After 12/7/2011, this blog will no longer be updated, although content will remain. Please visit my new blog at Hidden Latitudes.

Monday, August 31, 2009

Man and Art

Lost somewhere in the enormous plains of time, there wanders a dwarf who is in the image of God. who has produced on a yet more dwarfish scale an image of creation. The pigmy picture of God we call man; the pigmy picture of creation we call art. — G. K. Chesterton, Lunacy and Letters

Why I Write


I used to
 
write to remember
as if
by putting words on paper
I could at some point in the
future reconstitute flesh, heat, light
like adding water to orange juice concentrate
or thawing out an embryo. But
I found
I could often recognize
only the words written about a thing
with no more depth than the typeface
on an old-fashioned business card.
I could not remember the thing itself.
Certainly not the deep beneath the words.
Then
 
for a while I wrote to chronicle,
with spare and lean prose
drawing fine-line portraits of what
I had seen and heard
with the India ink of consonant and vowel.
But as
my eyes grow dim and
motes swim across my vision
like diaphanous fairies in the slanting
evening light through the blinds,
as the voice of a friend and the
burble of a mountain brook
begin to sound disturbingly similar
to my failing ears, I find that it seems
pointless
to write of things
which my senses will tell me are not so.
So now
 
I write not what I remember,
or see, or hear.
Now
 
I write
to be
at least for a moment
in the deepest part of me
   the prophecy in a sun breaking over the sea
   the love in the salty tasting skin of her neck
   the persistence of a full moon scudding between clouds
   the eloquence of a tear rolling down a young boy’s face

No longer
 
depending on my synapses,
my eyes, my ears
victims of a life lived
with a continuous diminuendo.

WS

Sunday, August 30, 2009

Paul, John & Paul

I am a rock. I am an island.* --Paul Simon, I Am A Rock.

No man is an island, entire of itself; every man is a piece of the continent, a part of the main. --John Donne, Meditation XVII.  

Bear one another's burdens, and thus fulfil the law of Christ. --the Apostle Paul, in his Letter to the Galatian church (6:2)  

*Yes, I know Paul Simon was being ironic. But we all know people who could sing this line unironically.

....

Requests —
1 > Answer these questions from the blog:
(a) After what date does the blog stop being updated?
(b) Which book is the Chesterton quote taken from?
(c) What chapter and verse of Galatians is cited?
2 > Shorten the blog's paragraph that begins "Lost somewhere in the enormous plains of time" and keep its main points.
The data after this point has no connection to the blog.

....

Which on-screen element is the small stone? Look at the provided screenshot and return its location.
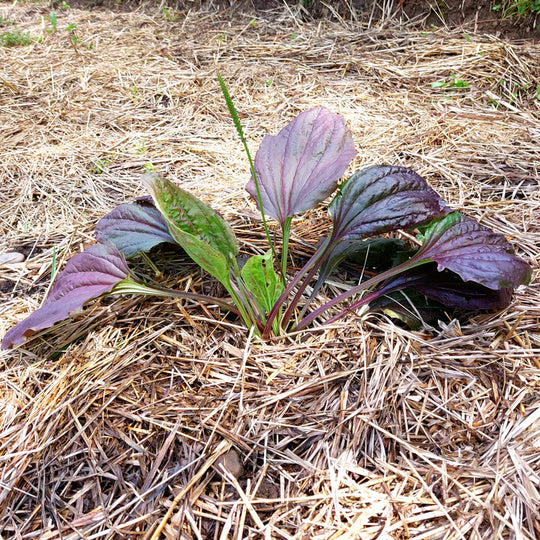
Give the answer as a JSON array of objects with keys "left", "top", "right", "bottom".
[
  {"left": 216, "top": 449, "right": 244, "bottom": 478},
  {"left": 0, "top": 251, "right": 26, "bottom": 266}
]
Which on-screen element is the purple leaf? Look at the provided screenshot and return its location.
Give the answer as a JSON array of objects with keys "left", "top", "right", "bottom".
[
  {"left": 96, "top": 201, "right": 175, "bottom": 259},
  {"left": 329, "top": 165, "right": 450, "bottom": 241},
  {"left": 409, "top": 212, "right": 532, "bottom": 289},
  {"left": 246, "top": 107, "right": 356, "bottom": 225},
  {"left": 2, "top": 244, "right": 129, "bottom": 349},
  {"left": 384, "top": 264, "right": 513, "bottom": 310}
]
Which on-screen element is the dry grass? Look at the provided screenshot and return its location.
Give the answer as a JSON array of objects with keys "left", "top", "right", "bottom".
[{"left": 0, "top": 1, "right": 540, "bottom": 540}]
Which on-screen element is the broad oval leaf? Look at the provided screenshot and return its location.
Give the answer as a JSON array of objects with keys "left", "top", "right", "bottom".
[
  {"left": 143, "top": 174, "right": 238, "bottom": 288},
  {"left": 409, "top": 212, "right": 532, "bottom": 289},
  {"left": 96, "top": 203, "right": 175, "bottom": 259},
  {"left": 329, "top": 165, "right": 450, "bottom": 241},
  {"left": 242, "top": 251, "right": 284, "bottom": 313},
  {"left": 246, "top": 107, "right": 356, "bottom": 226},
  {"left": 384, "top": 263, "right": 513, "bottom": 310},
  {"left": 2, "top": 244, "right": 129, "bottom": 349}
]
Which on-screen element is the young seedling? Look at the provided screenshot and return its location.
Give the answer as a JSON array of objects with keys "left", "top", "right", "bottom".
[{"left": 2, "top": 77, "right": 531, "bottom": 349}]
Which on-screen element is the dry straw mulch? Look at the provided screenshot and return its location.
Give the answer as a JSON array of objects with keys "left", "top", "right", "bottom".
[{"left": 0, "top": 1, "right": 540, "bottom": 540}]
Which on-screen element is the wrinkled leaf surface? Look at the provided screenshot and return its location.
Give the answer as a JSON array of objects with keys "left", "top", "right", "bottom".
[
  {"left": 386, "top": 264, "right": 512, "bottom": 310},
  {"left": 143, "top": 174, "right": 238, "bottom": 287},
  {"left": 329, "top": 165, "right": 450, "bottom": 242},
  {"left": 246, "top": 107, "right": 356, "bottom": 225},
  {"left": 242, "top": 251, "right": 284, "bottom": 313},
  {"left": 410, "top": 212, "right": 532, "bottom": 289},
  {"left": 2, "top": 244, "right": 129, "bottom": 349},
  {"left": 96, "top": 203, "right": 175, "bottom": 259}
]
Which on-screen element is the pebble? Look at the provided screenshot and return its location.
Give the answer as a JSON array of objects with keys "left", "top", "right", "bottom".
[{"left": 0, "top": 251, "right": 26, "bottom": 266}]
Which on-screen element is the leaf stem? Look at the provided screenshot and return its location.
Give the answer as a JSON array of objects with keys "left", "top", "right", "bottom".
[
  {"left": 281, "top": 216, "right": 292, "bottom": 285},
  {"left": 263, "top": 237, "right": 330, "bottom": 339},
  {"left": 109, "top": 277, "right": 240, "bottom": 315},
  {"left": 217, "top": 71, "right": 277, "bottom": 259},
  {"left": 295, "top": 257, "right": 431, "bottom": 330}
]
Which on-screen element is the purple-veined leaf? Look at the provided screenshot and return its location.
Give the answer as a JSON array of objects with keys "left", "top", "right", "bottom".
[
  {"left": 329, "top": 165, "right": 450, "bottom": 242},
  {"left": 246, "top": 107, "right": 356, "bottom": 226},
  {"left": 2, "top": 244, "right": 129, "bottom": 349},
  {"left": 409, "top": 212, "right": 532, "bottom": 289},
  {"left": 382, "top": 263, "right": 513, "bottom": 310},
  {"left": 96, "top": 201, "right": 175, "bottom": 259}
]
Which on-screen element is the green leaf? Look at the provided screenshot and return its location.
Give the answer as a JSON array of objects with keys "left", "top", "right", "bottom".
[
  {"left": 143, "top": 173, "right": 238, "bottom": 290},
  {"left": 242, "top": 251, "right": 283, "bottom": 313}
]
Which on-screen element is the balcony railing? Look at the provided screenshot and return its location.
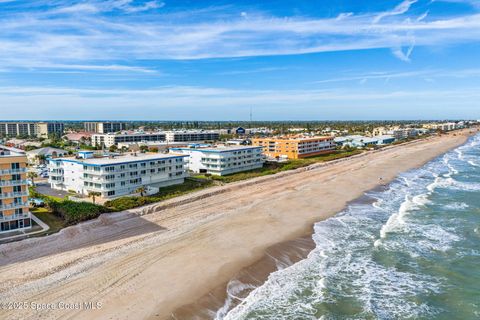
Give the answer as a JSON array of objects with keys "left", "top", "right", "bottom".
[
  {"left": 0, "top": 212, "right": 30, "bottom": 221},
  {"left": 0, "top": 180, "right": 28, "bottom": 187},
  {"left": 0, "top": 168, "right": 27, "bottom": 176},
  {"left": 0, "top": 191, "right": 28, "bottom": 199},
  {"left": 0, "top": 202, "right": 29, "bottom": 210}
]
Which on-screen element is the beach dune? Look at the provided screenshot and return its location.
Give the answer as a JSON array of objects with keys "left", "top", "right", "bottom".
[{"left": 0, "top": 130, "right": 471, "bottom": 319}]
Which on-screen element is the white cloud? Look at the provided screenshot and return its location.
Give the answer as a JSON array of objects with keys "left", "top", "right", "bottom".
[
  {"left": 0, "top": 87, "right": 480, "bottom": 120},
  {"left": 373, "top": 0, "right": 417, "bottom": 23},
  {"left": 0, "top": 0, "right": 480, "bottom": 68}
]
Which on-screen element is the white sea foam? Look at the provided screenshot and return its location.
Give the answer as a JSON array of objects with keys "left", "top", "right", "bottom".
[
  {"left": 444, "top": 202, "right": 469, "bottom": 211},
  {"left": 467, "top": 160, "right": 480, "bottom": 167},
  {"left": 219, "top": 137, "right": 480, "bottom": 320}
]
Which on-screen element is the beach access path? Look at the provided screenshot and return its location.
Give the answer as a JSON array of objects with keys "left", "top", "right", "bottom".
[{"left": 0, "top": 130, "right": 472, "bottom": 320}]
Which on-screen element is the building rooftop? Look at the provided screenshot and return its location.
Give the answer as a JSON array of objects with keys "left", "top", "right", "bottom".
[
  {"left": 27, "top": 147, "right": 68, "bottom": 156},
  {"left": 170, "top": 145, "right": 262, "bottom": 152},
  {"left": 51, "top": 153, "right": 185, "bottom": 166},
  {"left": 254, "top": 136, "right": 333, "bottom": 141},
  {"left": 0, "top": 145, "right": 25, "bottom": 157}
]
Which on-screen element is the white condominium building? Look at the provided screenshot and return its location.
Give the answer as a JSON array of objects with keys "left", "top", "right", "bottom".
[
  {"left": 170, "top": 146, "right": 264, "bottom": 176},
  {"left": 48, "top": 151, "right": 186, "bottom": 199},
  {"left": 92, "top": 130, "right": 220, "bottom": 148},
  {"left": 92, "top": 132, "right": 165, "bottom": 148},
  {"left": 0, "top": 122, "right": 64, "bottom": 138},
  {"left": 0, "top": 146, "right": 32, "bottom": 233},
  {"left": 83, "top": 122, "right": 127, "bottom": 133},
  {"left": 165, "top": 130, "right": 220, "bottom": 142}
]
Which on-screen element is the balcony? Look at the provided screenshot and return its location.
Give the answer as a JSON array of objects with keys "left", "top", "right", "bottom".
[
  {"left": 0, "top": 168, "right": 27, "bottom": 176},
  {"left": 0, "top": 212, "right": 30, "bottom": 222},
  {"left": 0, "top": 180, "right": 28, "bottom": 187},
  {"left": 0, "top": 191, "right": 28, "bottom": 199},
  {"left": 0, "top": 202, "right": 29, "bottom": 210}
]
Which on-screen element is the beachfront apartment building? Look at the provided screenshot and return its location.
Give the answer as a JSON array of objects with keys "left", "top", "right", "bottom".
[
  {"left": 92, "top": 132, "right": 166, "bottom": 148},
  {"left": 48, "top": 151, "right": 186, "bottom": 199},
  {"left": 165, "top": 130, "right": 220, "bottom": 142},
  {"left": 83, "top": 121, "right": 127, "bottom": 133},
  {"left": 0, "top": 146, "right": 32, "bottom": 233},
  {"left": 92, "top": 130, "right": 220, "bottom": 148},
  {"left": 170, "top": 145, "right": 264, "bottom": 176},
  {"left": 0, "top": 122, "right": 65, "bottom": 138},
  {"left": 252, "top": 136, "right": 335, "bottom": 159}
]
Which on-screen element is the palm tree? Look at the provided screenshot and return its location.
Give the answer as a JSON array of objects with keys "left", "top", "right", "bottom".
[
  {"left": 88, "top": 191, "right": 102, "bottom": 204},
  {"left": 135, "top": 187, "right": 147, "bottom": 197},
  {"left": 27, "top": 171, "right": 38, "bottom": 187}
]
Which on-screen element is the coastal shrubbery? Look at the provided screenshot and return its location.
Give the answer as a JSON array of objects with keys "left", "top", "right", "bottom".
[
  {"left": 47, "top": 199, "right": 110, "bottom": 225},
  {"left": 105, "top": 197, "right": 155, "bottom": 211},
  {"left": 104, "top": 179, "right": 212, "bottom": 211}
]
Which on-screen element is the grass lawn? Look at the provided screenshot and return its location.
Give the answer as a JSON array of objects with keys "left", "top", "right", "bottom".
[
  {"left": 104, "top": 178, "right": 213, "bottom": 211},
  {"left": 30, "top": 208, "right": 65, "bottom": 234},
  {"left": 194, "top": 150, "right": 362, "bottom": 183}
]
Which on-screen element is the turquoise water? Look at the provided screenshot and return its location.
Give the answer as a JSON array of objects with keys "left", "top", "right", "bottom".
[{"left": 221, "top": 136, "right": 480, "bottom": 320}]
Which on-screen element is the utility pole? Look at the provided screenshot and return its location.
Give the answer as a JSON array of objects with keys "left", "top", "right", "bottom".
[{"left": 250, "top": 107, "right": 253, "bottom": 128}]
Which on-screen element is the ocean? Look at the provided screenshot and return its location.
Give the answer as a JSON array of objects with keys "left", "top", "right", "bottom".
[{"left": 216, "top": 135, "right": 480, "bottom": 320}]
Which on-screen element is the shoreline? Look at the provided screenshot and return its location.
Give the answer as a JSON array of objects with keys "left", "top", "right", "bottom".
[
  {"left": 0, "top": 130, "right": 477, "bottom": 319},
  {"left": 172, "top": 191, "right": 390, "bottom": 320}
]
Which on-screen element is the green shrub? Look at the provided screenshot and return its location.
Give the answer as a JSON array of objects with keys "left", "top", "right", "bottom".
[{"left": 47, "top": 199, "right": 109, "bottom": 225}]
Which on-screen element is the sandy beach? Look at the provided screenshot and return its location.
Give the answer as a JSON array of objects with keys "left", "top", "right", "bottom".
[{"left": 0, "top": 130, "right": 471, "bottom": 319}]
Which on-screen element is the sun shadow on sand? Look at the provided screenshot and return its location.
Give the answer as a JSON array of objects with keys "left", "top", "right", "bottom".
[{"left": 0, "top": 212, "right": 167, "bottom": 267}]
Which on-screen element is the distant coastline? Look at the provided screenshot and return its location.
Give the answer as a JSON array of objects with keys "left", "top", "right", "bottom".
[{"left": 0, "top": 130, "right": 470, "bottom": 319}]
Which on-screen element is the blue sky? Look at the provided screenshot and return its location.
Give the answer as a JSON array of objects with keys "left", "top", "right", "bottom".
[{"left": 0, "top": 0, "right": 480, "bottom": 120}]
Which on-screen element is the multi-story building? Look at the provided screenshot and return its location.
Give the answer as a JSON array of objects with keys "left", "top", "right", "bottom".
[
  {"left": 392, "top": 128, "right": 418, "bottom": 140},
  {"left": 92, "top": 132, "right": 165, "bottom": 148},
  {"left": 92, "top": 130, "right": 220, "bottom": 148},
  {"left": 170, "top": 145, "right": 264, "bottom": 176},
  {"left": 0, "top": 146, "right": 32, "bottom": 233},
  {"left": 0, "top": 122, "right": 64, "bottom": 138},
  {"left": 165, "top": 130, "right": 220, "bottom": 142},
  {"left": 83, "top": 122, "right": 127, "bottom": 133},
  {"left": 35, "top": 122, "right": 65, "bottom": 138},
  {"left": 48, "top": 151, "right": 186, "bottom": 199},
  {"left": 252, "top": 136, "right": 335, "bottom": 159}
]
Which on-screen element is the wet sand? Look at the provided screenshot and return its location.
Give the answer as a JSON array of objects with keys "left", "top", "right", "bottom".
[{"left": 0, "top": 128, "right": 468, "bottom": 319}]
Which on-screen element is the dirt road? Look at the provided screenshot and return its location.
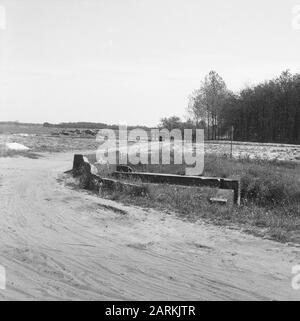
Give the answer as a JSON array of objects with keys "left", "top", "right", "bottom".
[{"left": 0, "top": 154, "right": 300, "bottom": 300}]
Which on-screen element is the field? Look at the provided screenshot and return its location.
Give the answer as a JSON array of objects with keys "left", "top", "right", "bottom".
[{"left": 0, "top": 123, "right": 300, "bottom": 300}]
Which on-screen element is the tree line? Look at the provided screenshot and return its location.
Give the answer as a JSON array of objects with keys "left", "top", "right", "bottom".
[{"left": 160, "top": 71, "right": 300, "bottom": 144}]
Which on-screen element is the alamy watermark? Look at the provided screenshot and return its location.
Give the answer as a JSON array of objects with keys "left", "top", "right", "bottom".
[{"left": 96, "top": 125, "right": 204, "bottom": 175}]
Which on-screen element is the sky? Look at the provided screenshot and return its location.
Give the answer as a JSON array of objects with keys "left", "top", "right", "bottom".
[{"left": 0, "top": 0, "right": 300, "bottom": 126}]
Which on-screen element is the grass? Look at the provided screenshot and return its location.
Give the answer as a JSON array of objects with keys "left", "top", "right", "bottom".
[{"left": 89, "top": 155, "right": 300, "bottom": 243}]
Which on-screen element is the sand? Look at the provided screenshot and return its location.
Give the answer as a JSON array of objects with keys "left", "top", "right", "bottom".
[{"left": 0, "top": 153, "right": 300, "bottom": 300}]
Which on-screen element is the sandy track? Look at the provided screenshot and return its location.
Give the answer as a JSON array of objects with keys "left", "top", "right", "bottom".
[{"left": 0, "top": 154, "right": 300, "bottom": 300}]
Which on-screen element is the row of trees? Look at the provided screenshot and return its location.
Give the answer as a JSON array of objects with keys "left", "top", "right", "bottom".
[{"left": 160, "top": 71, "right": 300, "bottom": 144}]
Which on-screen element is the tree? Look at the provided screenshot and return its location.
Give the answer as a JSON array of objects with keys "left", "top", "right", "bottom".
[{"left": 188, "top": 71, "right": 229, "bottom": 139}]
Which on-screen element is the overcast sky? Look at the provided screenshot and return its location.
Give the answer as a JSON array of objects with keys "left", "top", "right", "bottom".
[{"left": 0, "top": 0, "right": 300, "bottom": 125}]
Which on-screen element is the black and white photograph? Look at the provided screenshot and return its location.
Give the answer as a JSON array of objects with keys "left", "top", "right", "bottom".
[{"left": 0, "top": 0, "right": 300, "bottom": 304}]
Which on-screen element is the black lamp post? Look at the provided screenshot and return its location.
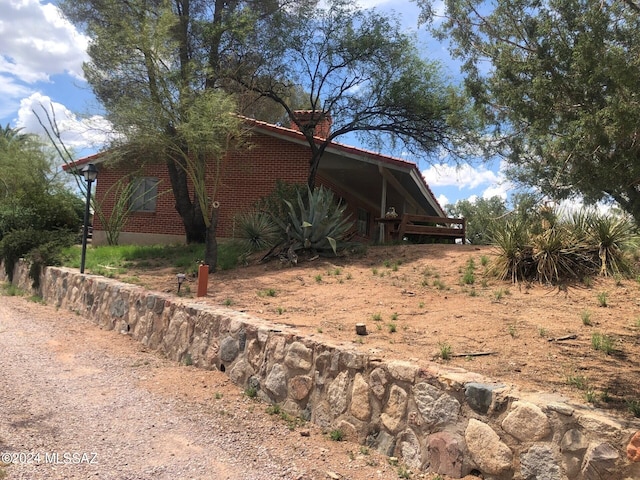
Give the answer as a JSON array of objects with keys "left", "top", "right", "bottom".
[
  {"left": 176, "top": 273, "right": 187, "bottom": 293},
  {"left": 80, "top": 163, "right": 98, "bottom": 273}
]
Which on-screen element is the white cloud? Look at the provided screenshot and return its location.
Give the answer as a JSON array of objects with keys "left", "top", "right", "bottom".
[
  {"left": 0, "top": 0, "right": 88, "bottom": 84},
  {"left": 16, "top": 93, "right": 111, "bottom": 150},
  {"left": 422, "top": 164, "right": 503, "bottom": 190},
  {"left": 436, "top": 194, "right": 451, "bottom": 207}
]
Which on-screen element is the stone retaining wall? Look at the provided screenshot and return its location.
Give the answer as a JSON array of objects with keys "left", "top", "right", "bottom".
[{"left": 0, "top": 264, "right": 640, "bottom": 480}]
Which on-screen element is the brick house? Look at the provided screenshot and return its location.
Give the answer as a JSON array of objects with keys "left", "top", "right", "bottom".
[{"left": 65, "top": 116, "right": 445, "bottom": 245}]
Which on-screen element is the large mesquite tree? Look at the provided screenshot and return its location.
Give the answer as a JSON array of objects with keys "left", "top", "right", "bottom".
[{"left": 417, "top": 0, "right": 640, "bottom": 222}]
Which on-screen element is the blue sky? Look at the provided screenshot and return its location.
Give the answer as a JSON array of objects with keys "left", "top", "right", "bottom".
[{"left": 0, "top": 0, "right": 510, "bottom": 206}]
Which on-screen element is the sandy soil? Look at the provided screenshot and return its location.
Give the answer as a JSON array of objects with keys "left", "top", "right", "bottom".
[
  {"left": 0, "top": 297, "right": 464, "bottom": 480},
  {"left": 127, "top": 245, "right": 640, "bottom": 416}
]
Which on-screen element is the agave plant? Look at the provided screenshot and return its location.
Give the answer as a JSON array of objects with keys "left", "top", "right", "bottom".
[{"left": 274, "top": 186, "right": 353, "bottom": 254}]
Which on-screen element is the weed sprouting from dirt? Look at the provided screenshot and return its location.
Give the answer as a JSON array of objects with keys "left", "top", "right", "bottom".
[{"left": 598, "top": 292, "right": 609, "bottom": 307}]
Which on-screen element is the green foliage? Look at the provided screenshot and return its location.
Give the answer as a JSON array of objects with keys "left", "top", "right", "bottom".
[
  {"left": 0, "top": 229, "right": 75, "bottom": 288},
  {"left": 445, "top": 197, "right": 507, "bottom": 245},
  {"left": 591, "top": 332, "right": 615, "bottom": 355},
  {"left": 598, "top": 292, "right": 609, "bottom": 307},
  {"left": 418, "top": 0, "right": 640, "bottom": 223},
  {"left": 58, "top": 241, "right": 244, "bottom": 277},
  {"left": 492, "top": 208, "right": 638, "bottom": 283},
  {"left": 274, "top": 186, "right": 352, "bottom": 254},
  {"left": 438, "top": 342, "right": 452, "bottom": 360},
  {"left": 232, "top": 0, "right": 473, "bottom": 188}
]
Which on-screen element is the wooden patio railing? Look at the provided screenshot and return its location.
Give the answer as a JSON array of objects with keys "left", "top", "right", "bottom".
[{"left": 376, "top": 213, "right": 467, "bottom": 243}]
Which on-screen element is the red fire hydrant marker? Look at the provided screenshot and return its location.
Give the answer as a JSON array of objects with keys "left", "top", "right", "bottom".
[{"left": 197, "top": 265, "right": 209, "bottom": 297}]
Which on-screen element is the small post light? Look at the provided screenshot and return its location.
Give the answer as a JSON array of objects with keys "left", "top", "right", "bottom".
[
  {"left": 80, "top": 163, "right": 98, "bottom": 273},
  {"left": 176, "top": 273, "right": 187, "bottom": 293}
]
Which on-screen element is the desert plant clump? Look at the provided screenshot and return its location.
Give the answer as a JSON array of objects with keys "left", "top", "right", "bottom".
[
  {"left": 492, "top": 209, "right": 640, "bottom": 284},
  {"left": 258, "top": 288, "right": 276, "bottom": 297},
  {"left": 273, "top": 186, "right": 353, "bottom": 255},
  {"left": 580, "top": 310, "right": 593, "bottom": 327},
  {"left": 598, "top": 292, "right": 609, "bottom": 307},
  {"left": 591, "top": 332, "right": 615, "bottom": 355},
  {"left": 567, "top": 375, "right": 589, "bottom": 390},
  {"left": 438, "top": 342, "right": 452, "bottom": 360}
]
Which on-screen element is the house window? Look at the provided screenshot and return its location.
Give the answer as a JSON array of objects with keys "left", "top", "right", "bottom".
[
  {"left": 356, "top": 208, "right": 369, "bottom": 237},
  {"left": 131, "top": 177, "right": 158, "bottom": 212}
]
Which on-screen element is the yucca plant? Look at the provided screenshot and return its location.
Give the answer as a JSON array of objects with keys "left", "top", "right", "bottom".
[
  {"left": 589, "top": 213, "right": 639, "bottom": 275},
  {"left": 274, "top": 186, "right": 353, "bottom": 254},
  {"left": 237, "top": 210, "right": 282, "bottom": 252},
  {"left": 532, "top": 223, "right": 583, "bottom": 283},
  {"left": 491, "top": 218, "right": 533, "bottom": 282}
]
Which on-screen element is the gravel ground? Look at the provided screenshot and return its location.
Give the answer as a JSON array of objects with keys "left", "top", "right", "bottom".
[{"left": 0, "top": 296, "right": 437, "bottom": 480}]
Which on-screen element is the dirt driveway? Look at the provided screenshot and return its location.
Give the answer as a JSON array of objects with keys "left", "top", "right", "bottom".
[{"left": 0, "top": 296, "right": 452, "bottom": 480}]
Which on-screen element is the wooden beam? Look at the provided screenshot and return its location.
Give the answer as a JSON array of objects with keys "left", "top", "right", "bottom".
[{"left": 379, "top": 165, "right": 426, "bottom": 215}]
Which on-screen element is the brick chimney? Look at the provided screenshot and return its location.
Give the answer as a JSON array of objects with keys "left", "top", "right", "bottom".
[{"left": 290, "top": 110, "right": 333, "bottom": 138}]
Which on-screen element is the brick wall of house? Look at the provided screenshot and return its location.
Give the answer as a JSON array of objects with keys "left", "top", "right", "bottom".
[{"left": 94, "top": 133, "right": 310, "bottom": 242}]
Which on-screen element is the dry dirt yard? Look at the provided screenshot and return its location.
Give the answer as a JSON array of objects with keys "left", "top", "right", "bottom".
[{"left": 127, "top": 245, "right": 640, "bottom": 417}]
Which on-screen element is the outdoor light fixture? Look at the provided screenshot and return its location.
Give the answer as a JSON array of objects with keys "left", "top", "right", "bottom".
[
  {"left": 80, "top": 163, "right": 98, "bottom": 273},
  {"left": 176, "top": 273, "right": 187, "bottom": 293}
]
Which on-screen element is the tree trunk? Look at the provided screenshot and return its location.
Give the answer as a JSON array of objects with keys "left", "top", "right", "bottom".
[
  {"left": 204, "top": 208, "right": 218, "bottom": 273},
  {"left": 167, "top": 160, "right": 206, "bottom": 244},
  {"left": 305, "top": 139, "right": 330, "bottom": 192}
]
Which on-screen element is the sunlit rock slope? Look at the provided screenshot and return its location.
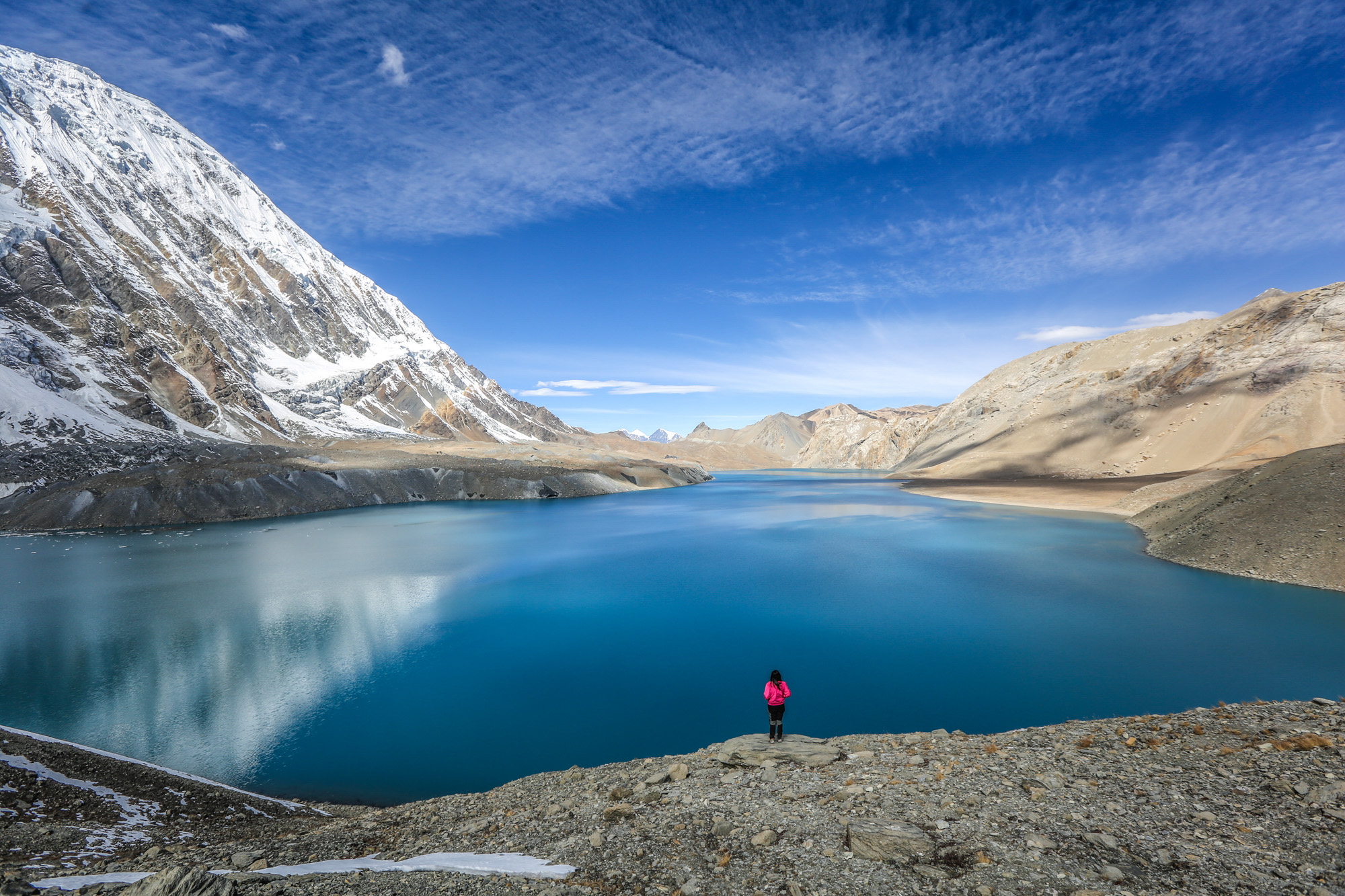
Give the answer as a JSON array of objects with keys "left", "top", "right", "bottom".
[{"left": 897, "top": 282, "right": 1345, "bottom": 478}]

....

Answer set —
1 >
(a) 12/7/2011
(b) Lunacy and Letters
(c) 6:2

2 > A tiny figure made in God's image wanders through endless time and has made an even tinier image of creation. The small picture of God is man, and the small picture of creation is art. (G. K. Chesterton, Lunacy and Letters)